#### Selection:
Consequently the refusal of Mailgate, or whatever they are calling it, to go away is a worry. It’s pushing down her approval ratings to a dangerous level, and it’s handed her opponent about as many hostages to fortune as the Iranian embassy crisis handed to Ronald Reagan.

Hillary has been untruthful and evasive about her use of a private email account to send official State Department communications. It’s made the situation a lot worse, and last week she was hauled in for questioning by the FBI and grilled for three hours, after which they unhelpfully announced that she had done nothing illegal and would not face prosecution; which only encouraged the public suspicion even more.

It’s said that amid the many thousands of emails exchanged about Chelsea’s baby-shower, whatever, some 100 were of a Classified nature, and some others contained material that might have been regarded as Classified if they had ever been submitted for Classification. It doesn’t sound terribly serious, given the pressures of the job and the complexities of electronic communications. Those of us with more than one email account know we all make mistakes, I get 150 Spam emails in my Yahoo! folder every day, but it does make her seem a touch… out of touch? While, of course, keeping in touch; and attempting to kick the issue into, er, the long grass.

#### Task requirements:
1 > According to the commentary on the email controversy, for how long did the FBI question Hillary?
2 > Decide whether each statement agrees with the commentary on the email controversy: (a) The FBI announced that Hillary would face prosecution. (b) Some 100 of the emails were of a Classified nature. (c) The writer gets 150 Spam emails in a Yahoo! folder every day.

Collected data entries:
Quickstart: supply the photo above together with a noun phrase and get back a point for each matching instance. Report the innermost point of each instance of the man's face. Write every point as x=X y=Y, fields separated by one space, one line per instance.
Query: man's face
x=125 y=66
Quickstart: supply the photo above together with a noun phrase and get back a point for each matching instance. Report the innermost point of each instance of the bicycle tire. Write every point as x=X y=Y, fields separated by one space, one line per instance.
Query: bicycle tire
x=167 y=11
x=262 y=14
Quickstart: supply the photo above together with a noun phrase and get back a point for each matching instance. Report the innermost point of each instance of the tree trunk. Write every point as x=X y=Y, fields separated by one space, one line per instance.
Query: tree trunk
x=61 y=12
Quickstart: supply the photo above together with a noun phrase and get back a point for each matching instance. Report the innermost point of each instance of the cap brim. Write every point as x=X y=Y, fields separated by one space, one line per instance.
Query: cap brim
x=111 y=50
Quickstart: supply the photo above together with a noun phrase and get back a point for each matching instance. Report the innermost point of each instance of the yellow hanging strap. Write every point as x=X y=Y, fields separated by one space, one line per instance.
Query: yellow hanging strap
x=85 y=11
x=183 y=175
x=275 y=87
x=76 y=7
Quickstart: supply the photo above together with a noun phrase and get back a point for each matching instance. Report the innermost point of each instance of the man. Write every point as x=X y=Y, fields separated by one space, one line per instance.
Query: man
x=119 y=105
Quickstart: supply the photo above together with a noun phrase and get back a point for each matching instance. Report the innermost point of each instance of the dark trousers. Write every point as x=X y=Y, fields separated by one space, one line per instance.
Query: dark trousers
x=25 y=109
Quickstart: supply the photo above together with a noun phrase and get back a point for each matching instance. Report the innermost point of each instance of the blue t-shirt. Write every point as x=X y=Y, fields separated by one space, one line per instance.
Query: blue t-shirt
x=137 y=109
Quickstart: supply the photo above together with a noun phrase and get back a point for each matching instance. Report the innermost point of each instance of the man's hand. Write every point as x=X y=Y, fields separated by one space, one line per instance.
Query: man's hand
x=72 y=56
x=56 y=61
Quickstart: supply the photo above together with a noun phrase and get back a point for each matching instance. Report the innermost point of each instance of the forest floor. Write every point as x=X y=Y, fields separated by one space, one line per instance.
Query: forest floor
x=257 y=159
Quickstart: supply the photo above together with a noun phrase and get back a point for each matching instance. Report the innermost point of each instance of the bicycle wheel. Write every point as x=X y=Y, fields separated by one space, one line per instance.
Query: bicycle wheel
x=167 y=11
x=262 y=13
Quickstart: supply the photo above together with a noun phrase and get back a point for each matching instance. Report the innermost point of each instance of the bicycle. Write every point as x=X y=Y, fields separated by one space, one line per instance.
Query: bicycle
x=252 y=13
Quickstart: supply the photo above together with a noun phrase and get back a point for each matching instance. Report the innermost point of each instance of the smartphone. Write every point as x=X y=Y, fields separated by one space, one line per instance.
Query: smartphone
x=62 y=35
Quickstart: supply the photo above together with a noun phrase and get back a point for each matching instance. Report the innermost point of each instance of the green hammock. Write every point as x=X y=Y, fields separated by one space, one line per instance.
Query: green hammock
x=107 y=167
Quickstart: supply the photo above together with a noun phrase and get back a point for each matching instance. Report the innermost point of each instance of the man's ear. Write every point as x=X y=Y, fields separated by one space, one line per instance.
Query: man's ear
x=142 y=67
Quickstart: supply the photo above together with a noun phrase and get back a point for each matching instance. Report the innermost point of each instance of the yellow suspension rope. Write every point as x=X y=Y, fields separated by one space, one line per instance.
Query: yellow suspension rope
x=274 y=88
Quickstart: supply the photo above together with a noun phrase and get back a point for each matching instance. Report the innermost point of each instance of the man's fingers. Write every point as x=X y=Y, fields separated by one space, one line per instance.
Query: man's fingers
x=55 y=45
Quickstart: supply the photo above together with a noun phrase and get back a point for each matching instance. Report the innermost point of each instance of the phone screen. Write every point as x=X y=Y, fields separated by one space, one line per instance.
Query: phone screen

#### Results:
1 > Three hours.

2 >
(a) No: "she had done nothing illegal and would not face prosecution"
(b) Yes: "some 100 were of a Classified nature"
(c) Yes: "I get 150 Spam emails in my Yahoo! folder every day"